- **TASK OBJECTIVE**
What is needed is an exact copy of the entries below, with every picture left out.

··· RECORDS FOR THIS EXERCISE ···

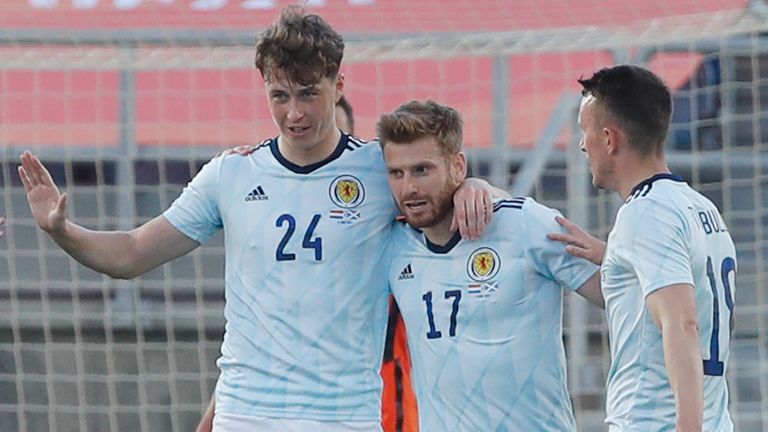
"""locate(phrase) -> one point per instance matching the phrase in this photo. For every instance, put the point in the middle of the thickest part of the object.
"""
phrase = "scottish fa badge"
(482, 266)
(346, 192)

···

- **ANSWER TO THIS EXERCISE**
"""locate(phrase) -> one point per instance matching the phrase in this photo. For every instance, put the point in the middle of the thickest part of the object.
"""
phrase = "scottish fa badge"
(482, 266)
(346, 192)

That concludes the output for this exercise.